> Items:
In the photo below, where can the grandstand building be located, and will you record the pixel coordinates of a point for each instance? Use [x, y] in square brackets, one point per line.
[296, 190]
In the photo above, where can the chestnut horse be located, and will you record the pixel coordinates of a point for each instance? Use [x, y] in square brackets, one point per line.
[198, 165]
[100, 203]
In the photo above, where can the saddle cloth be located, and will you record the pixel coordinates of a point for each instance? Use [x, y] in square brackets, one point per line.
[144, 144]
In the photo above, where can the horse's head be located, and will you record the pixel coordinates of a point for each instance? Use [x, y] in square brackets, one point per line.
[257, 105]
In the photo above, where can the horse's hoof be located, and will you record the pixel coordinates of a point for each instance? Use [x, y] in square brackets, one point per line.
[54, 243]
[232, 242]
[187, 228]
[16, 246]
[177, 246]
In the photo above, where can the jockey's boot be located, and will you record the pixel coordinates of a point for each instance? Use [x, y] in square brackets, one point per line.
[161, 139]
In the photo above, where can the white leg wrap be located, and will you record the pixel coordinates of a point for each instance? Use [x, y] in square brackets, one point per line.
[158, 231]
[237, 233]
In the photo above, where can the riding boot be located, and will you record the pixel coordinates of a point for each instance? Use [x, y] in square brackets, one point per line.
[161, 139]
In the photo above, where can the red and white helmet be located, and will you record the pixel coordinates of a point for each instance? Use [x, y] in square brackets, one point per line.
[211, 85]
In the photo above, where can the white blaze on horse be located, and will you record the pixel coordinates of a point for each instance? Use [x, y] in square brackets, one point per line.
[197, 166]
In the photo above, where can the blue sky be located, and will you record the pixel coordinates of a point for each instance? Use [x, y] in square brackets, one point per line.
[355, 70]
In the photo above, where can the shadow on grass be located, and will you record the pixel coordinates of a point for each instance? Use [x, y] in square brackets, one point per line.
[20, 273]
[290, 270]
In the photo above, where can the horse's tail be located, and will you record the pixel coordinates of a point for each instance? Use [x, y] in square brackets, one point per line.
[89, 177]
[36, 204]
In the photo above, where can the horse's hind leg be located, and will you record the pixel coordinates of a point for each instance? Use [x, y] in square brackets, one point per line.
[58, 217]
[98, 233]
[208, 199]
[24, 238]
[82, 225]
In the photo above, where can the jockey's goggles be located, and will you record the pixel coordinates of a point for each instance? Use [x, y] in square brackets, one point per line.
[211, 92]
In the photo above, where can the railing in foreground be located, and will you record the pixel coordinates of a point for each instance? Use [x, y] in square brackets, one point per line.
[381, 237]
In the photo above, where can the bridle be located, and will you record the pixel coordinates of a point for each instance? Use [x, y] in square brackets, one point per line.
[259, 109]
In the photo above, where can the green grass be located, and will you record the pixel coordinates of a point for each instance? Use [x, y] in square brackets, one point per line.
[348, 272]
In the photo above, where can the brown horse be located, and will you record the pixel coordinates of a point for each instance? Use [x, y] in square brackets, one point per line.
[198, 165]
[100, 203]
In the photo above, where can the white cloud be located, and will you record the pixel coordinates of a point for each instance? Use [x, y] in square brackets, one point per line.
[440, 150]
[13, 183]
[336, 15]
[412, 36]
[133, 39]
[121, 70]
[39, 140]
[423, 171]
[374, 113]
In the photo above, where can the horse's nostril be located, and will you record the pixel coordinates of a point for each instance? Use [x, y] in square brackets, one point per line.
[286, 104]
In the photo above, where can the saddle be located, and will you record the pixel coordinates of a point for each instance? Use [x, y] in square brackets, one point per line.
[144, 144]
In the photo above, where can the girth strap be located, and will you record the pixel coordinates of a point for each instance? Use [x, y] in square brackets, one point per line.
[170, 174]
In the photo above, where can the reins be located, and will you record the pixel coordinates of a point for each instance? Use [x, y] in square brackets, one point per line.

> What needs to be done: Copy out every row above, switching "pixel coordinates" to "image coordinates" each time it appears and leaving everything else unchanged.

> Task response:
In the photo below, where can the grandstand building be located, and will you record the image coordinates of a point for each instance? Use [x, y] in square brackets, one point per line.
[296, 190]
In the photo above, where can the chestnut horse be located, and will you record the image coordinates of a point for each instance? Use [x, y] in square brackets, one point per line.
[198, 165]
[100, 203]
In the photo above, where can the saddle cloth be located, and will you record the image coordinates of a point for each instance? Use [x, y] in square brackets, one point per line.
[144, 144]
In the photo above, where can the horse's head be located, and will you record the image coordinates of a point for each instance? Use [x, y] in square brackets, one point per line.
[257, 105]
In the photo above, where can the horse's hoof be located, and will you record the image coordinates of a point for each instance? Use [x, y] in square brackets, one point per line.
[54, 243]
[232, 242]
[187, 228]
[16, 246]
[177, 246]
In the photo above, where can the jockey's boot be located, and will you record the image coordinates of a point for each instance? Use [x, y] in square brackets, one point per line.
[161, 139]
In the photo above, where can the white leg wrap be located, and will you record the image coordinates of a point for each instance? Use [x, y] in square brackets, one point per line.
[158, 231]
[237, 233]
In the photo above, where can the riding boot be located, and will you record the image coordinates of a point for each instance? Use [x, y] in square brackets, one point per line.
[161, 139]
In the photo above, where can the red and white helmet be located, and will you record the image coordinates of a point for each instance? Use [x, y] in square brackets, one point per line.
[211, 85]
In the photo above, where can the white blaze on horse be located, and will you record the image coordinates of a point for each instance? Use [x, y] in square brackets, one point per line.
[197, 166]
In the photo above, where can the blue sky be located, and will you record the image coordinates of a point for each instance? Use [x, y] in square brackets, one point per line.
[355, 70]
In the photo above, where can the shadow on grass be located, and will you record the image coordinates of a point for each instance? Use [x, y] in square brackets, one point per line.
[20, 273]
[290, 270]
In the photo above, where can the horse's tail be located, and will you record the image coordinates of a point for each instance? Use [x, y] in square brackets, one point per line.
[89, 177]
[36, 204]
In the photo above, where can the horse's hind leg be located, and will you record the image coordinates of a point for each instance? Use [x, y] in square brackets, one point per line.
[58, 217]
[98, 233]
[208, 199]
[24, 238]
[82, 225]
In the photo above, where can the jockey's goggles be located, and will you record the image coordinates of a point for each instance? Use [x, y] in square brackets, one point per line.
[211, 92]
In the photo above, where can the railing in foreground be located, and will you record the image coordinates of a point for each instance? Use [x, y] in square brackets, one point per line.
[381, 237]
In the photo above, where can the bridle be located, and will you record the image coordinates of a point for each instance? Use [x, y] in square brackets, one point per line.
[259, 109]
In the photo above, where can the green grass be located, and will you record the image coordinates of a point for each instance? Use [x, y] in square brackets, one point per line.
[348, 272]
In the photo above, where can the brown horse be located, and will you record the image coordinates of a point for each instance? Use [x, y] in square brackets, one point per line.
[198, 165]
[100, 203]
In the photo above, where can the white cloud be located, and will you record the image coordinates of a point for each instance? Use [x, y] in square brackets, one point per line.
[440, 150]
[13, 183]
[336, 15]
[412, 36]
[133, 39]
[121, 70]
[39, 140]
[423, 171]
[374, 113]
In the photo above, where can the horse's nostril be located, and will you record the image coordinates of a point for each instance? Use [x, y] in square brackets, one point per line.
[286, 104]
In the photo above, where can the saddle be located, and will you record the image coordinates of a point for each instance? Use [x, y] in square brackets, one point per line.
[144, 144]
In the photo above, where can the girth strap be located, and will you record the image coordinates of a point for each instance? Use [x, y] in square brackets, one point per line.
[170, 174]
In the photo above, where can the reins be located, and will you record the image coordinates of a point for each instance? Use [x, y] in square brackets, one point per line.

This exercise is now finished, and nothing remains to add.